| Exercise goal |
Word for word, print all of the lines below.

▼▼▼

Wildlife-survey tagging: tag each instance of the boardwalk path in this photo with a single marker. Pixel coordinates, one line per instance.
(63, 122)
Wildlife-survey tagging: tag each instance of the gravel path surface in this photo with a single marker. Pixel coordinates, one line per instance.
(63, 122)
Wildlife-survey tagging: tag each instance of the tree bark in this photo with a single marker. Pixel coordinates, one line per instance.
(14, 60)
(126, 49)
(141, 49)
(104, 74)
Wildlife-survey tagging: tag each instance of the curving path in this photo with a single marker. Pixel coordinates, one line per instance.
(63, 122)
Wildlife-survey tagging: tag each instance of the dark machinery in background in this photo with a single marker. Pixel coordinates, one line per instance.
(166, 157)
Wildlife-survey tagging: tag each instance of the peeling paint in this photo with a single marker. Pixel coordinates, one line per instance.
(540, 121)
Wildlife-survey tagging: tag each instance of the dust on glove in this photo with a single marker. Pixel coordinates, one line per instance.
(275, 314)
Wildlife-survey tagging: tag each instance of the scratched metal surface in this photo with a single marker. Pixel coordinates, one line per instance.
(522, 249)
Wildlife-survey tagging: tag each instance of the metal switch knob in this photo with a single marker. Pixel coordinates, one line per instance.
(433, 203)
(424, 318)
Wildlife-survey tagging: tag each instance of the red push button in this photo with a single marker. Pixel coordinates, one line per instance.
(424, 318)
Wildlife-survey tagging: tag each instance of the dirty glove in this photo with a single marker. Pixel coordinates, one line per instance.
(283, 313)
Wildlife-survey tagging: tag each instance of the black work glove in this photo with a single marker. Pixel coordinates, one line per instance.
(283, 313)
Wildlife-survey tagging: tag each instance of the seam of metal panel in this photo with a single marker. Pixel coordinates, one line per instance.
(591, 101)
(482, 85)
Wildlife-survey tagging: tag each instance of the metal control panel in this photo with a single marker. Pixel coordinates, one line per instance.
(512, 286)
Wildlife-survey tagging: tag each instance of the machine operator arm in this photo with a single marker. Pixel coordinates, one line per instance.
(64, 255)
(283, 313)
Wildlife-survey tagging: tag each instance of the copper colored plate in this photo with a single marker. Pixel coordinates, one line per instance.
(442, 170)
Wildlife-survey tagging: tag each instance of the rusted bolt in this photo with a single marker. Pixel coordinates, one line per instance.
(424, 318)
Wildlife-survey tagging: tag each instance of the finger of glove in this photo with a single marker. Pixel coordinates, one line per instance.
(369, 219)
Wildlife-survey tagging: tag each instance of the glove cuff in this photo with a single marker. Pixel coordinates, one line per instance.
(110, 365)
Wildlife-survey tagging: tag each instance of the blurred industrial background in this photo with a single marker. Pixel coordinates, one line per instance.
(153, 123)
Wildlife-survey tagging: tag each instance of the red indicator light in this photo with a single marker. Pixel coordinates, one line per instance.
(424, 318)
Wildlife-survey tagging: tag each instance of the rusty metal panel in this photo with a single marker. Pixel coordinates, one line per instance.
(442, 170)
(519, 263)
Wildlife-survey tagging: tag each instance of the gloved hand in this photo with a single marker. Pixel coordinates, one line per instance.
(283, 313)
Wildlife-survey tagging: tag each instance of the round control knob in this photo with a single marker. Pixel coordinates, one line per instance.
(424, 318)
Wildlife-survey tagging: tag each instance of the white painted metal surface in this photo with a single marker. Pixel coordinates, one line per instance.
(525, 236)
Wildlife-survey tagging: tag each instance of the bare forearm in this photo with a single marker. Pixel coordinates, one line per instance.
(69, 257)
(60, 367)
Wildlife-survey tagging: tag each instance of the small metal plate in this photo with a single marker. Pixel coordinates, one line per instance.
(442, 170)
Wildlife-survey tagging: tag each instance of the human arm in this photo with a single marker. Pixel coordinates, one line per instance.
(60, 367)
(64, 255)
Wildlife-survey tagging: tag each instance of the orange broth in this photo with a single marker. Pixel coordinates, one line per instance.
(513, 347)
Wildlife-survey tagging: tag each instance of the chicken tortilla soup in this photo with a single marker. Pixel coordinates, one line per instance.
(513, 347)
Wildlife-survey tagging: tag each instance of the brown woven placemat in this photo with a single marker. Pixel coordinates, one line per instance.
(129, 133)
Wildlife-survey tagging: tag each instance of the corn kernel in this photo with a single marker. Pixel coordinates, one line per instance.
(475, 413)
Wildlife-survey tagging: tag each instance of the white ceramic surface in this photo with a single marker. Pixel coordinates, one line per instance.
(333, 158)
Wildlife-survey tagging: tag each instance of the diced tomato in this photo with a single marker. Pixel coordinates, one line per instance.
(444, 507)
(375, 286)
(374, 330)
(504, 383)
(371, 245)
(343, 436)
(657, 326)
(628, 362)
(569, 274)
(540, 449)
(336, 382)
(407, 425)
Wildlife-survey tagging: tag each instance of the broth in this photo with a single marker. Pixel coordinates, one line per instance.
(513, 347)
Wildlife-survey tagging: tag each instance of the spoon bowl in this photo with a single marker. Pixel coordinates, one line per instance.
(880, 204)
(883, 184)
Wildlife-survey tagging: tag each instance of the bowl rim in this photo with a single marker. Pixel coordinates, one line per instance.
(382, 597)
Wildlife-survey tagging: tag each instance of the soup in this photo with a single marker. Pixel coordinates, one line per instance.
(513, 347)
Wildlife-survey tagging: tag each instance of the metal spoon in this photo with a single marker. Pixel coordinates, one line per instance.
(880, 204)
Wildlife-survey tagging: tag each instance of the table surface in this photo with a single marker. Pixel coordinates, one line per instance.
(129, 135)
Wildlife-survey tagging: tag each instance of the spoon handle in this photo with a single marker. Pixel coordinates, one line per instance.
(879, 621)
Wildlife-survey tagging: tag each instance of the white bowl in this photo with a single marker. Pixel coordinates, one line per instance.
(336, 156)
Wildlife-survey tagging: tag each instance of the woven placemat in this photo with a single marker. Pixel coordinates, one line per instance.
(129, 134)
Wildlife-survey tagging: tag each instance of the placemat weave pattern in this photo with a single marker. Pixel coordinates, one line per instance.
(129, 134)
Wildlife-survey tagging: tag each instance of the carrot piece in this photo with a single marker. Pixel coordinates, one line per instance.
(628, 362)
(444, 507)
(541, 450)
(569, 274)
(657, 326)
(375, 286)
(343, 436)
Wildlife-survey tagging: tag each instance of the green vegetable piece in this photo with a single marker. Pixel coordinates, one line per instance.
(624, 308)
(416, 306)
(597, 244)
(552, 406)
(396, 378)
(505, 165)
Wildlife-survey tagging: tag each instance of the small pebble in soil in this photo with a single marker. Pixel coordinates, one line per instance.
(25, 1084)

▲▲▲

| Result for this task |
Wildlife-survey tagging: tag each instance of the boardwalk path in this photo with a single marker. Pixel coordinates, one line per instance.
(63, 122)
Wildlife-survey tagging: tag each instance of the gravel path surface in this photo with a single marker. Pixel coordinates, one line per instance.
(63, 122)
Wildlife-survey tagging: tag each instance of the tree bark in this photo with a single marker. Pixel coordinates, one line per instance.
(14, 60)
(126, 49)
(141, 49)
(104, 74)
Wildlife-survey tagging: tag each instance of the curving path in this photo with a single marker. Pixel coordinates, one line per instance.
(63, 122)
Wildlife-survey tagging: tag each instance of the dark machinery in background in this photo with a single marker. Pixel coordinates, one line per instance.
(166, 157)
Wildlife-survey tagging: tag each instance of the peeling paint in this photo with a single marker. Pixel coordinates, one line per instance.
(540, 121)
Wildlife-survey tagging: tag each instance of the dust on glove in this photo with a single marker. Pixel coordinates, one line per instance.
(275, 314)
Wildlife-survey tagging: tag each instance of the scratched metal surface in this photo with a single marker. Pixel coordinates, one line per instance.
(522, 249)
Wildlife-survey tagging: tag each instance of the metal switch knob in this photo with a single marker. Pixel coordinates, one line per instance.
(433, 203)
(424, 318)
Wildlife-survey tagging: tag each instance of the red push button in this photo with a single marker. Pixel coordinates, one line per instance.
(424, 318)
Wildlife-survey tagging: tag each instance of the dirty glove in this photo with a single marker. Pixel coordinates, one line per instance.
(283, 313)
Wildlife-survey tagging: tag each instance of the black work glove in this photo with a single marker. Pixel coordinates, one line per instance.
(283, 313)
Wildlife-survey tagging: tag each instance of the seam of metal panel in this photo with a single marker. Pixel coordinates, one line per instance.
(591, 101)
(482, 85)
Wildlife-survey tagging: tag each instance of the metal control panel in this photo with a single marker. Pixel coordinates, one line per instance.
(512, 286)
Wildlife-survey tagging: tag each instance of the machine operator arm in this photo with a single marker. Pixel coordinates, one line per instance.
(64, 255)
(283, 313)
Wildlife-survey tagging: tag each instance of the copper colored plate in this photo with a single marker. Pixel coordinates, one line per instance.
(442, 170)
Wildlife-survey tagging: tag each instance of the rusted bolt in this photo with a single marker. Pixel coordinates, one line per instance.
(424, 318)
Wildlife-survey tagging: tag each instance of the finger of glove in this photo with a single marker. Pixel coordinates, one line per instance.
(369, 219)
Wildlife-survey tagging: tag each instance of the glove cuff in this photo with a single marker. Pixel coordinates, one line per instance.
(110, 365)
Wildlife-survey tagging: tag each instance of the blurred industrial background in this photo with a single marker. Pixel coordinates, one line per instance.
(153, 123)
Wildlife-survey tagging: tag each instance of the red indicator light in this photo with a single marker. Pixel coordinates, one line per instance.
(424, 318)
Wildlife-survey tagging: tag each instance of the rusty metal panel in this photo with a single marker. Pixel coordinates, one line per instance.
(442, 170)
(519, 263)
Wildlife-survey tagging: tag each instance of the gloved hand in this photo with a single marker. Pixel coordinates, one line per instance.
(283, 313)
Wildlife-survey tagging: tag each instance of the round control knob in this photo with a single marker. Pixel coordinates, one line per instance.
(424, 318)
Wildlife-survey tagging: tag each instance of the white painted metal surface in this photo with a single marker. Pixel coordinates, one line per instance.
(525, 236)
Wildlife-survey tagging: tag each instance of the bare forearm in this photo with a single marker. Pixel coordinates, one line per instance.
(69, 257)
(60, 367)
Wildlife-survey tagging: tag each instance of the small metal plate in this photo with a single marker. Pixel coordinates, one line per instance.
(442, 170)
Wildlife-survey tagging: tag each instance of the human arm in this photo with a single marker. Pixel coordinates, one line per instance.
(60, 367)
(64, 255)
Wildlife-survey tagging: tag each instance of the orange broth in this photo with a single marker. Pixel coordinates, one line per instance.
(513, 347)
Wildlife-survey tagging: tag each instance of the chicken tortilla soup in this photo with a single marker. Pixel coordinates, one line per instance.
(513, 347)
Wildlife-survey tagging: tag each instance of the brown woven placemat in this photo with a single marker. Pixel coordinates, one line per instance.
(129, 133)
Wildlife-survey tagging: tag each instance of the corn kernel in this photo with a single marker. Pixel coordinates, one line per instance.
(475, 413)
Wildlife-survey tagging: tag each instance of the white ceramic surface in this photo with a single marker. Pixel coordinates, one line per instance.
(333, 158)
Wildlife-survey tagging: tag each instance of the diced tomato in this photo with a single marker. Pixel coordinates, one line per instance.
(444, 507)
(375, 286)
(374, 330)
(504, 383)
(371, 245)
(343, 436)
(657, 326)
(628, 362)
(569, 274)
(540, 449)
(336, 382)
(407, 425)
Wildlife-survey tagging: tag each instance of the broth in this photo with a single marker. Pixel coordinates, one line per instance.
(513, 347)
Wildlife-survey tagging: tag each instance of the spoon bowl in this photo with a single marker. Pixel coordinates, one line per instance.
(880, 204)
(883, 184)
Wildlife-survey tagging: tag each instance of the bowl rim in this photo with a single marker. Pixel coordinates, one line per instance.
(382, 597)
Wildlife-survey tagging: tag each instance of the soup in this photo with a single marker. Pixel coordinates, one line per instance.
(513, 347)
Wildlife-survey tagging: tag each instance of the metal spoon in this photo with a single marker. Pixel coordinates, one line per instance.
(880, 204)
Wildlife-survey tagging: tag each instance of the table surface in this photo with a single marker. Pixel coordinates, one line per instance.
(129, 135)
Wildlife-survey tagging: tag each instance of the spoon handle in this photo with a single marker. Pixel coordinates, one line per instance.
(879, 621)
Wildlife-survey tagging: tag each instance of the white bowl in this photo with a single marker. Pixel coordinates, one line per instance.
(336, 156)
Wildlife-survey tagging: tag each instance of the woven placemat in this photo with a single marker. Pixel coordinates, one line per instance.
(129, 134)
Wildlife-survey tagging: tag each instance of the placemat weave pattern in this photo with a single marker. Pixel coordinates, one line per instance.
(129, 134)
Wildlife-survey tagging: tag each instance of the carrot piece in this photo with a single marker. Pixel coordinates, one line per instance.
(628, 362)
(444, 507)
(541, 450)
(569, 274)
(657, 326)
(375, 286)
(343, 436)
Wildlife-survey tagging: tag each instance of the green vegetable piece in this photo with a single marker. Pixel coordinates, one line per instance.
(624, 308)
(416, 306)
(597, 244)
(552, 406)
(396, 378)
(505, 165)
Wildlife-survey tagging: tag each instance of the small pebble in soil in this photo with a single marker. Pixel coordinates, one line per instance.
(25, 1084)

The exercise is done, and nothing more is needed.